▸ THE REQUEST:
In the listing below, please print the line that contains "of the weathered" and every line that follows it, exactly.

▸ SUPPLIED INFORMATION:
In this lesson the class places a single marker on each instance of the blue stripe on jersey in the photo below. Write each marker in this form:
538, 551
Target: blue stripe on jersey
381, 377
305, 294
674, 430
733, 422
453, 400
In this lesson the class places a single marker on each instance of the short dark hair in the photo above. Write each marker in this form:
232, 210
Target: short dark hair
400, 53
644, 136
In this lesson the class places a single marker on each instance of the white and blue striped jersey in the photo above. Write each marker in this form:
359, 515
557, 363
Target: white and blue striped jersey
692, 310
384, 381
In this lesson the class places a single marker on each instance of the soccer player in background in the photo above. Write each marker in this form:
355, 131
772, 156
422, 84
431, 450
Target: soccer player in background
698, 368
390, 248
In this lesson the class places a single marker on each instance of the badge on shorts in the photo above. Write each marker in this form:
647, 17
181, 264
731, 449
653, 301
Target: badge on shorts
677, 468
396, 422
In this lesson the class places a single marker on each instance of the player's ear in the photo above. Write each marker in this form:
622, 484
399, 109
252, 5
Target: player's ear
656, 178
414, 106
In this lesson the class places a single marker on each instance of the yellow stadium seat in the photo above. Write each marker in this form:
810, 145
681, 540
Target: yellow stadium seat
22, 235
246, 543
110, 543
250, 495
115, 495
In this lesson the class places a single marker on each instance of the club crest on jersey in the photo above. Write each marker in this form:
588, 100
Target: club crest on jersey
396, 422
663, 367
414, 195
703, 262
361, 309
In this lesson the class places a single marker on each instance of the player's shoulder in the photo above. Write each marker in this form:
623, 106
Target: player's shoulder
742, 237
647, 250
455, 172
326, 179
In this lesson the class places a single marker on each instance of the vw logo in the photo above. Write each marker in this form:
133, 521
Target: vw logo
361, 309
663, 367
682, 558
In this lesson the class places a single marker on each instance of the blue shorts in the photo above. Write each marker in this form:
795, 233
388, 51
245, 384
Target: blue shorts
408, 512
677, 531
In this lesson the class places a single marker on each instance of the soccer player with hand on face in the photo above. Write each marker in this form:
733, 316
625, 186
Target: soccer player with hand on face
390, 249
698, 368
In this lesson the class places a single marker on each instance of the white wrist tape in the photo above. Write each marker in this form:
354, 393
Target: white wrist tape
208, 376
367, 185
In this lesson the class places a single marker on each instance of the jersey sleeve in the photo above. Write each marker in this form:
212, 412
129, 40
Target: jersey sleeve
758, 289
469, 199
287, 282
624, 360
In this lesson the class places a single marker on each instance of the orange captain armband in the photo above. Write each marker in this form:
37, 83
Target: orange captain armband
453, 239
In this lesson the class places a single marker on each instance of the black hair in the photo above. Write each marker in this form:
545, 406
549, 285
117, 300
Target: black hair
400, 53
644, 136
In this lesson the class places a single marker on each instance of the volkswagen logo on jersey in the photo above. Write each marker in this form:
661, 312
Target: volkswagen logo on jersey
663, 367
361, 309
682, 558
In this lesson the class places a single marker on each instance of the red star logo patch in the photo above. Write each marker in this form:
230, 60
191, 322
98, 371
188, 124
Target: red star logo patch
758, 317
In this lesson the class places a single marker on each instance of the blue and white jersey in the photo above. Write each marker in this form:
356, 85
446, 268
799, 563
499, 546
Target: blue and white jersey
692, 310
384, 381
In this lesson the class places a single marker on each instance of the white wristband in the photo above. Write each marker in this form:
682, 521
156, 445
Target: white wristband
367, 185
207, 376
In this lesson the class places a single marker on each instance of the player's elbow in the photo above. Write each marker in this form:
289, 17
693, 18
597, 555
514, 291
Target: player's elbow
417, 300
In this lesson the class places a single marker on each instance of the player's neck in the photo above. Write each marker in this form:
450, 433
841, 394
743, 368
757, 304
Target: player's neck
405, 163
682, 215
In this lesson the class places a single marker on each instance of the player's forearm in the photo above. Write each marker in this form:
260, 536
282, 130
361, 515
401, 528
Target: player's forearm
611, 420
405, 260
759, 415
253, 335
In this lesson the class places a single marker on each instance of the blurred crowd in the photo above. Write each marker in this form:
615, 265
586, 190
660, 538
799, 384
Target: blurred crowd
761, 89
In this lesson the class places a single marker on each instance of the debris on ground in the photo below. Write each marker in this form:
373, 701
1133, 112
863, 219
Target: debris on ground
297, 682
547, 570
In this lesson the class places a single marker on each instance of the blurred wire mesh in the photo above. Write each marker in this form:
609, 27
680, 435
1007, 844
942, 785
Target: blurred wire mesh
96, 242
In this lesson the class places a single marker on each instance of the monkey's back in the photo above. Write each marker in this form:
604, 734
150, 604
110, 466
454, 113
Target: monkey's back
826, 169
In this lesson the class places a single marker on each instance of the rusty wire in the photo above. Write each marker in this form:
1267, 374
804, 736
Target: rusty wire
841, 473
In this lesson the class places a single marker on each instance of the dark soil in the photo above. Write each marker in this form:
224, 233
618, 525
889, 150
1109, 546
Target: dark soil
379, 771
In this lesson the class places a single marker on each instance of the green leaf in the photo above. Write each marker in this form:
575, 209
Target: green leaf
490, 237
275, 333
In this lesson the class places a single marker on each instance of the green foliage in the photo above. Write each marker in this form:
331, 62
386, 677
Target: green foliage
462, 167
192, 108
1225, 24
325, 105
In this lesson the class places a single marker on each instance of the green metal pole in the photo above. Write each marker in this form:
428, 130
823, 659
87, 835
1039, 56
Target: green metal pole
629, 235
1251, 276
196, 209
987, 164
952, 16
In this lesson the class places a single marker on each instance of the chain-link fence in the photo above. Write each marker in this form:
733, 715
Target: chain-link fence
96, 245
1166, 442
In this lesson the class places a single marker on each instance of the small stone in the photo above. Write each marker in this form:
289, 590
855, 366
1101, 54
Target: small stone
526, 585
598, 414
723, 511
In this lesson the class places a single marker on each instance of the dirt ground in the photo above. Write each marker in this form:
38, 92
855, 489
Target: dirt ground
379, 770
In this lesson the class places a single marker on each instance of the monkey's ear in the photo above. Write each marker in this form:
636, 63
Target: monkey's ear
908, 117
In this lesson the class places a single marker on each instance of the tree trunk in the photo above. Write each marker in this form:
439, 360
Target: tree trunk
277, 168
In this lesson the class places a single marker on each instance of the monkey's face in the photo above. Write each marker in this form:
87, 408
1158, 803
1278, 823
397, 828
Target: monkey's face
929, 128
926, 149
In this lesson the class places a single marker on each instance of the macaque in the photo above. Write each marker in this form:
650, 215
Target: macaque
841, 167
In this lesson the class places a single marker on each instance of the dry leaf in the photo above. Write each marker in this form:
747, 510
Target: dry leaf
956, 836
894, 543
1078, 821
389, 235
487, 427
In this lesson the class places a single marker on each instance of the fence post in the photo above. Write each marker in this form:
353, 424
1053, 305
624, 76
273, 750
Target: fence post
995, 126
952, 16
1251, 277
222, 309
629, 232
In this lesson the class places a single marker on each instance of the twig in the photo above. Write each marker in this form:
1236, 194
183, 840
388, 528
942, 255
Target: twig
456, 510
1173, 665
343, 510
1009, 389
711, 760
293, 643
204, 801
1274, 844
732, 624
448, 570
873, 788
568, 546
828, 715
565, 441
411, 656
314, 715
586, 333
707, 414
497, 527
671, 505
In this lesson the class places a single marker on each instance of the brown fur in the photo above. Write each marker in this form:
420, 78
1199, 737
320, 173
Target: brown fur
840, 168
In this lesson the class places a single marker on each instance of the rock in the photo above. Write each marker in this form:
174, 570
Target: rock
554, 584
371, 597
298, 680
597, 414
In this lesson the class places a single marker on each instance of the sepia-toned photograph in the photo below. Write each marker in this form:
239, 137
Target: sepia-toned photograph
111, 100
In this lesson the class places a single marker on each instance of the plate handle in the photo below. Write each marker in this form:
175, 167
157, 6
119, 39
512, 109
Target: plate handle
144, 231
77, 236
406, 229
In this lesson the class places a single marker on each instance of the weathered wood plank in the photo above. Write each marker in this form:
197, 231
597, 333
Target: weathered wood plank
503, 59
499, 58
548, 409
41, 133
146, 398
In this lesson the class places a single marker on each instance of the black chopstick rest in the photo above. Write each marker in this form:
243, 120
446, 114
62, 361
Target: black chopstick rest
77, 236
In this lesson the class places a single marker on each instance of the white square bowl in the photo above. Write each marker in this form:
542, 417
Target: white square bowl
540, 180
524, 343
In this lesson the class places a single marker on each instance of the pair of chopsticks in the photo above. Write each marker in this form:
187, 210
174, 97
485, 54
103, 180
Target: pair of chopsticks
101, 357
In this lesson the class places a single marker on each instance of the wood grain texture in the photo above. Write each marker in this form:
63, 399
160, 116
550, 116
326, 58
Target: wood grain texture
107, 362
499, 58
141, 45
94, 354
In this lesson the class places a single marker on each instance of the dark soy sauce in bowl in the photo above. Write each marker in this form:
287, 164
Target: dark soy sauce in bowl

▸ WORKED ANSWER:
In this lesson the class places a single marker on each instance of the weathered wood plank in the photo above. Write each marker in this form:
197, 231
597, 333
Target: weathered wood plank
503, 59
499, 58
548, 409
41, 133
146, 398
In this lesson the class places a single marker on each instance of the black chopstick rest in the photo above. Write each marker in this form:
243, 120
446, 114
62, 361
Target: black chopstick rest
77, 236
In this lesson the class places a single marker on each instance of the white square bowl in the photo above. Write each marker in this form:
542, 417
Target: white square bowl
540, 180
524, 343
In this lesson the class places a single marker on each instance of the pair of chopsticks in the photo above. Write each marker in this form:
187, 210
174, 97
485, 54
103, 180
Target: pair of chopsticks
101, 357
In this lesson the class places a single marker on each instance of the wood grain texture in the photo above. Write each marker in this form:
63, 399
160, 116
550, 116
326, 58
Target: wood grain texture
107, 362
499, 58
141, 45
94, 354
In this lesson the class places a single marker on each instance of the dark soy sauce in bowl in the photo above. Write each marker in this form:
287, 164
Target: dark soy sauce in bowl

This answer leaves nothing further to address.